------ Data excerpts
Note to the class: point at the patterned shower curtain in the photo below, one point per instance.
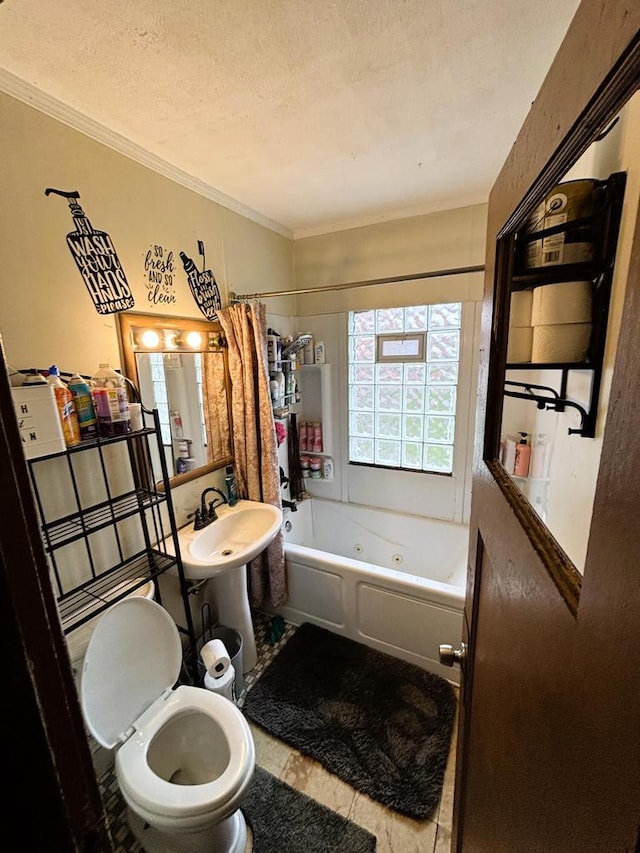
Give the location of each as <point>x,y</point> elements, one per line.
<point>254,438</point>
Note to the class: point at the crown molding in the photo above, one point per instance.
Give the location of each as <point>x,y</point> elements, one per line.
<point>54,108</point>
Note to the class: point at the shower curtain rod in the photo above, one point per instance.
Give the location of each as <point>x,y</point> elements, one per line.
<point>244,297</point>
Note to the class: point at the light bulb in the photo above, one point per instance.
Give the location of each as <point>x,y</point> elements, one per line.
<point>171,339</point>
<point>150,339</point>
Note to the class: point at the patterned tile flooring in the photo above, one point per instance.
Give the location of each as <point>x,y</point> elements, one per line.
<point>395,833</point>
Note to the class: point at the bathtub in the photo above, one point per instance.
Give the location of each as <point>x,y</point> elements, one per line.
<point>395,583</point>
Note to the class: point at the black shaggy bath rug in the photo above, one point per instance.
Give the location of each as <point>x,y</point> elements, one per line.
<point>283,819</point>
<point>378,723</point>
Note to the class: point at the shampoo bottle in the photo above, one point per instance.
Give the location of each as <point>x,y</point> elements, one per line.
<point>66,409</point>
<point>83,402</point>
<point>232,485</point>
<point>523,457</point>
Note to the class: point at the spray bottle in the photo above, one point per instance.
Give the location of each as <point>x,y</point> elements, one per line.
<point>87,421</point>
<point>109,393</point>
<point>232,485</point>
<point>523,457</point>
<point>66,409</point>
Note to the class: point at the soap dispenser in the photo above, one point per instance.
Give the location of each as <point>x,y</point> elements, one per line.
<point>523,456</point>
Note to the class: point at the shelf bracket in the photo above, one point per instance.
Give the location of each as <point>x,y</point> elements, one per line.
<point>549,399</point>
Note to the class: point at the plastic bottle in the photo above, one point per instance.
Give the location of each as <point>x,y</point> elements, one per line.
<point>109,393</point>
<point>66,409</point>
<point>83,403</point>
<point>232,485</point>
<point>523,457</point>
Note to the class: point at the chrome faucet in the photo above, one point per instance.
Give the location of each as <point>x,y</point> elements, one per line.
<point>203,515</point>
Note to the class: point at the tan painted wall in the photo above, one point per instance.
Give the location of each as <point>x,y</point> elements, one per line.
<point>46,313</point>
<point>444,240</point>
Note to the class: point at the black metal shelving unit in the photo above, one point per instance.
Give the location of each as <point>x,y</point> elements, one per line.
<point>603,225</point>
<point>144,508</point>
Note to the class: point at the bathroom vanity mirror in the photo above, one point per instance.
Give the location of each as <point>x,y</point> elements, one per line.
<point>561,277</point>
<point>180,367</point>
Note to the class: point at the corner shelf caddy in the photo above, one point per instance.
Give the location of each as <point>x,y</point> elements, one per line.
<point>604,224</point>
<point>146,504</point>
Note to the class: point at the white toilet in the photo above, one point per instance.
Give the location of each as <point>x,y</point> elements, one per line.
<point>184,757</point>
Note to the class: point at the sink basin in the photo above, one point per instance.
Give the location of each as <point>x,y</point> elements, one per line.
<point>219,553</point>
<point>240,533</point>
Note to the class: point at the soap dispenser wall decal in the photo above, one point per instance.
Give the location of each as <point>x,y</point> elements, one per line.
<point>204,287</point>
<point>96,258</point>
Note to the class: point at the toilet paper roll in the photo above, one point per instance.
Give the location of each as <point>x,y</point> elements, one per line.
<point>562,342</point>
<point>519,344</point>
<point>215,658</point>
<point>520,311</point>
<point>564,302</point>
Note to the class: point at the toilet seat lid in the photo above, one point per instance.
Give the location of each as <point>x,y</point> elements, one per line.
<point>133,657</point>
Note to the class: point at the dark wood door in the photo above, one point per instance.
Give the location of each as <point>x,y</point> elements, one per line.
<point>549,739</point>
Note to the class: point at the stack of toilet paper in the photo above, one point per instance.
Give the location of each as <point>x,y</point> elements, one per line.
<point>520,340</point>
<point>561,319</point>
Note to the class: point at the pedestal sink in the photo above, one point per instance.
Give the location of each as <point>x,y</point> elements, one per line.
<point>220,552</point>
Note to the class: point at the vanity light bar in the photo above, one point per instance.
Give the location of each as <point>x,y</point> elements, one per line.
<point>174,340</point>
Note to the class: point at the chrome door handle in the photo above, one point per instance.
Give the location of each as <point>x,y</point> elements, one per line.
<point>449,655</point>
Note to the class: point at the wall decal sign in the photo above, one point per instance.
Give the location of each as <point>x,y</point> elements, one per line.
<point>204,287</point>
<point>96,258</point>
<point>159,267</point>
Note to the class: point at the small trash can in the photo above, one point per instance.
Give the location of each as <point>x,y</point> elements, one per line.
<point>232,640</point>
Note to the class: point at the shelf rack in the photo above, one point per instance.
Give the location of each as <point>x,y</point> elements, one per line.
<point>147,506</point>
<point>604,225</point>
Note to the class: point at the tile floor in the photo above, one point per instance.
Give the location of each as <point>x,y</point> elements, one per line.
<point>394,832</point>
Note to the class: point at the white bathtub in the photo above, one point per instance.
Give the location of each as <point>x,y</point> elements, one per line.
<point>403,595</point>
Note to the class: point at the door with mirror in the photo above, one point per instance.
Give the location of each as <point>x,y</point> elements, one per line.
<point>547,759</point>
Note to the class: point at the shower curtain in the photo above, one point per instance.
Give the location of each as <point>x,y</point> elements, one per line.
<point>254,438</point>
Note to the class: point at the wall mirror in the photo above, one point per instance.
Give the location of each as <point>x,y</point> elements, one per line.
<point>561,267</point>
<point>180,367</point>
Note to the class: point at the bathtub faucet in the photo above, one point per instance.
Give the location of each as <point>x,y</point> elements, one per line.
<point>205,515</point>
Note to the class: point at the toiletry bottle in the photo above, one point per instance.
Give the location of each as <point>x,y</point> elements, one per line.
<point>83,402</point>
<point>109,393</point>
<point>232,485</point>
<point>523,457</point>
<point>66,409</point>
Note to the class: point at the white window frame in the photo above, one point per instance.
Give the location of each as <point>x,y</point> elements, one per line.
<point>419,492</point>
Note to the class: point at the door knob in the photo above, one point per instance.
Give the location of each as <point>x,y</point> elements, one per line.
<point>449,655</point>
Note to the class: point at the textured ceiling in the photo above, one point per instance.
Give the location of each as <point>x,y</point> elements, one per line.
<point>313,115</point>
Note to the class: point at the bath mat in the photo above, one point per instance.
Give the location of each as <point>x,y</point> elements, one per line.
<point>378,723</point>
<point>283,819</point>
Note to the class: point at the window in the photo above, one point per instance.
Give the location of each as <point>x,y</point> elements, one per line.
<point>402,410</point>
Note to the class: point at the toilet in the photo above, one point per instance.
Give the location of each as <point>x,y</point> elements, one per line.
<point>184,757</point>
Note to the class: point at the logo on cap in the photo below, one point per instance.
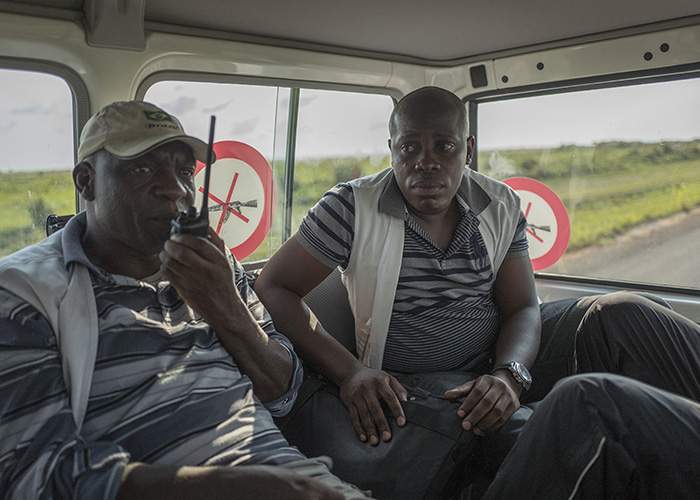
------------
Convert the data above into a JSON list of strings, one string per line, beginning with the first line and stopping after the line that contains "<point>244,297</point>". Include both end lines, skip any blank lines, and omit the picture.

**Answer to this problem:**
[
  "Note to the class: point at the patterned shower curtain in the photo below, one point per instance.",
  "Give the location of each as <point>x,y</point> elements, one per line.",
  "<point>254,438</point>",
  "Note to the class: point at the crown molding in the photo above, one point per instance.",
  "Give the location of each as <point>x,y</point> elements, one per line.",
  "<point>54,108</point>",
  "Note to the class: point at the shower curtain rod in the photo above, one point per instance.",
  "Give the location of each as <point>x,y</point> elements, one per line.",
  "<point>244,297</point>"
]